# Soft-Start: take it or leave it?



## raymondinn (Feb 7, 2018)

Hey everyone! I'm new to the forum from South Dakota. 

I'm curious, what are everyone's thoughts on the soft-start function? I have an older ryobi miter saw that works great, however, it bucks like a bronc when I squeeze the trigger. It annoys the crap out of me but I cannot justify a new saw for my usage at the moment. Does anyone else have this issue like I do? If there were an aftermarket soft-start option for a decent price, would you buy one? I'm looking for feedback to see if there would be enough demand for that kind of product. 

Sorry for the long post.

Will


----------



## difalkner (Nov 27, 2011)

Welcome to the forum, Will! My Bosch routers have soft start but my older DeWalt miter saw does not. I wish it did but as long as it's running I won't replace it for just that, though. It's a pretty nice feature.

David


----------



## raymondinn (Feb 7, 2018)

Thanks for the feedback, David!


----------



## hawkeye10 (Feb 18, 2015)

Will, if you start the saw up before bringing the blade down it want buck near as bad.


----------



## raymondinn (Feb 7, 2018)

********

● **YOUR OBJECTIVE**
In the soft-start forum thread, which of David's tools have the soft-start feature?

********

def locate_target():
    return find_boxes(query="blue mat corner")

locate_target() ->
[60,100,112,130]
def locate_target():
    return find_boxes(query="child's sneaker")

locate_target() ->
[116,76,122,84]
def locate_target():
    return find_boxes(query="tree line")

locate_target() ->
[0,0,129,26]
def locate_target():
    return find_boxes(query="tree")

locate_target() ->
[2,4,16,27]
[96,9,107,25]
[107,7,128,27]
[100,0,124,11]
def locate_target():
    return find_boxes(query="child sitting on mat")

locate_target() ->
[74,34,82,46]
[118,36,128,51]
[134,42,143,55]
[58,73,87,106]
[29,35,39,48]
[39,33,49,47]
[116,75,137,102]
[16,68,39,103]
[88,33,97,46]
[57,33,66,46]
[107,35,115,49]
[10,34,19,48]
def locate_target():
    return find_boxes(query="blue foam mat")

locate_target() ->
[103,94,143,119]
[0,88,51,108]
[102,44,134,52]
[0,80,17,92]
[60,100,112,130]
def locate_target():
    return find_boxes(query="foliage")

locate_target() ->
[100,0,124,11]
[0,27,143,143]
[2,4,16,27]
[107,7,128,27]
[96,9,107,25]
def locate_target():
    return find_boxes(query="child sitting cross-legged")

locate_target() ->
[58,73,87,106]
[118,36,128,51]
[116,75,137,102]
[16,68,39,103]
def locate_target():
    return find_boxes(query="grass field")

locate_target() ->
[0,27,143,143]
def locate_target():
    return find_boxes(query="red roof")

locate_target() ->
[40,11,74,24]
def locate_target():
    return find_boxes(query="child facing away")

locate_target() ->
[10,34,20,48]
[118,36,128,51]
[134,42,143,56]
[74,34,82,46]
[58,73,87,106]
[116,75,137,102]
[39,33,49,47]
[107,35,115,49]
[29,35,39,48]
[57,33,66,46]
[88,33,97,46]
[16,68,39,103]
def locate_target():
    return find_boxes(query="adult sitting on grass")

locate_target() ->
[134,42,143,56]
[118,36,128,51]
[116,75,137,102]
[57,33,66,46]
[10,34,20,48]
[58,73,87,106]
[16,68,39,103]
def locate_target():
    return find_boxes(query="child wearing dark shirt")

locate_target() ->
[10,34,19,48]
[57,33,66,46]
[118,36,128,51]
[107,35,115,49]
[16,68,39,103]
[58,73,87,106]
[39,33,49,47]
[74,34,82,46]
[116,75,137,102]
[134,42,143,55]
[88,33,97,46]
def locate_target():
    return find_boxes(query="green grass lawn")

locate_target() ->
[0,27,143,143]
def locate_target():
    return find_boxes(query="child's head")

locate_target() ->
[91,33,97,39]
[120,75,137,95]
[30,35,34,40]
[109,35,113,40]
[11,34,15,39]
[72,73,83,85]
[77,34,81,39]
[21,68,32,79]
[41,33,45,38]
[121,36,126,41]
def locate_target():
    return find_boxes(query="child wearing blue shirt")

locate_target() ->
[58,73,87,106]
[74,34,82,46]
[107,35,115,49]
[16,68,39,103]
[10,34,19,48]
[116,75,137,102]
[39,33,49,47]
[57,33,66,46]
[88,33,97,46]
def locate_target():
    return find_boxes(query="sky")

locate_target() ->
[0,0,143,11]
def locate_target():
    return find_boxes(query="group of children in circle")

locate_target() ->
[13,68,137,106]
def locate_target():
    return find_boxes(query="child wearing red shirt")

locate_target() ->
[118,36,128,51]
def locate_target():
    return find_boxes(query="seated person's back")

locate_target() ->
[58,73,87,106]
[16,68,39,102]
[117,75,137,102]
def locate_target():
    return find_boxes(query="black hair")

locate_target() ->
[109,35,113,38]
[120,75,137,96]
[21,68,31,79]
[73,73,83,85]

********

● **ANSWER BELOW**
His Bosch routers.